* BEGIN Stored data *

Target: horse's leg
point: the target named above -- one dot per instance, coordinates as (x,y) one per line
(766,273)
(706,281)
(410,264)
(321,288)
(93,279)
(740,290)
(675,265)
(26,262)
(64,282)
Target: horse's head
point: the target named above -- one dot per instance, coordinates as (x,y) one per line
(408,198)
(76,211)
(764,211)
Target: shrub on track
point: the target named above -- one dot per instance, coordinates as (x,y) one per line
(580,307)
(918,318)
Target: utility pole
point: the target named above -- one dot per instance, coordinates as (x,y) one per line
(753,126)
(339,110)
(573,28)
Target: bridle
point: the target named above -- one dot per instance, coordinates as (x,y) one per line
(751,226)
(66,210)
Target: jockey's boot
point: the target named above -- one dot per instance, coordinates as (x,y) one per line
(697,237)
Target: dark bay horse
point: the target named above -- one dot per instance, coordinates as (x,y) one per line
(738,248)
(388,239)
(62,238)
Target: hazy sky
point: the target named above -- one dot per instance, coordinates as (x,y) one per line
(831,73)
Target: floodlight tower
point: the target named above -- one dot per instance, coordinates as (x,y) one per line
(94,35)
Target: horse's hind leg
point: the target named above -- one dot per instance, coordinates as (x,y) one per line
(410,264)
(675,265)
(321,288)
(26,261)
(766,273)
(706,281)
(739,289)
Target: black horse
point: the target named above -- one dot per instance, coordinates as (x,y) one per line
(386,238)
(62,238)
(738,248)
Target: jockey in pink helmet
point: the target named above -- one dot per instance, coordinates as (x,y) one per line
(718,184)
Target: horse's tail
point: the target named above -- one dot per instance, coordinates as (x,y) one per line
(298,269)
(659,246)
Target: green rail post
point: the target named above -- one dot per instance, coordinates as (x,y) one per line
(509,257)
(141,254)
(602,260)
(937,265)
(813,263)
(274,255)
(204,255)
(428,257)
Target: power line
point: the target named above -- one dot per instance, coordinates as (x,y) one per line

* END Stored data *

Short exercise:
Copy out each record exactly as given, omitting none.

Exercise solution:
Target: horse's leg
point: the target named above -- one dot per instance, coordinates as (x,y) one per line
(766,273)
(706,281)
(410,264)
(321,288)
(93,279)
(740,290)
(675,265)
(26,262)
(64,282)
Target: horse's head
point: the target named above -- one dot per instance, coordinates as (x,y) one per line
(408,198)
(76,211)
(764,211)
Target: shrub on track
point: the target named above -- one dot per instance, coordinates as (x,y) one per line
(580,307)
(918,318)
Target: utility pole
point: the target named above -- one dot per instance, coordinates as (x,y) one per line
(753,126)
(339,110)
(573,28)
Target: bridle
point: the target named above -- one dot per instance, coordinates as (x,y) one per line
(751,226)
(66,210)
Target: jockey's boot
point: the target named above -- one dot per instance, coordinates as (x,y) one per line
(697,237)
Target: dark bay horse
point: the target named above -- one dot per instance, coordinates as (x,y) one per line
(738,248)
(388,239)
(62,238)
Target: hazy sky
point: the target named above -- one dot per instance, coordinates as (x,y) one per line
(831,73)
Target: floodlight tower
point: the target named above -- one dot per instance, coordinates as (x,y) one per line
(94,35)
Target: horse's hind leg
point: the target named above -- one dot per instance, coordinates as (x,y) one per line
(410,264)
(675,265)
(321,288)
(26,261)
(766,273)
(706,281)
(739,289)
Target: black horse
point: the target named above -- one dot per instance, coordinates as (x,y) one per line
(386,238)
(62,238)
(738,248)
Target: jockey in pink helmet
point: the target named above -- one dot per instance, coordinates as (x,y) one per line
(718,184)
Target: horse's tail
point: the target named above -- one dot per instance, coordinates as (x,y) one per line
(298,269)
(659,246)
Target: green rail post
point: the target named above -- one dot per instance, coordinates as (x,y) one per line
(509,257)
(141,254)
(602,260)
(937,265)
(813,263)
(274,255)
(204,255)
(428,257)
Target: power line
point: the target named above -- one dot per instance, coordinates as (x,y) one per line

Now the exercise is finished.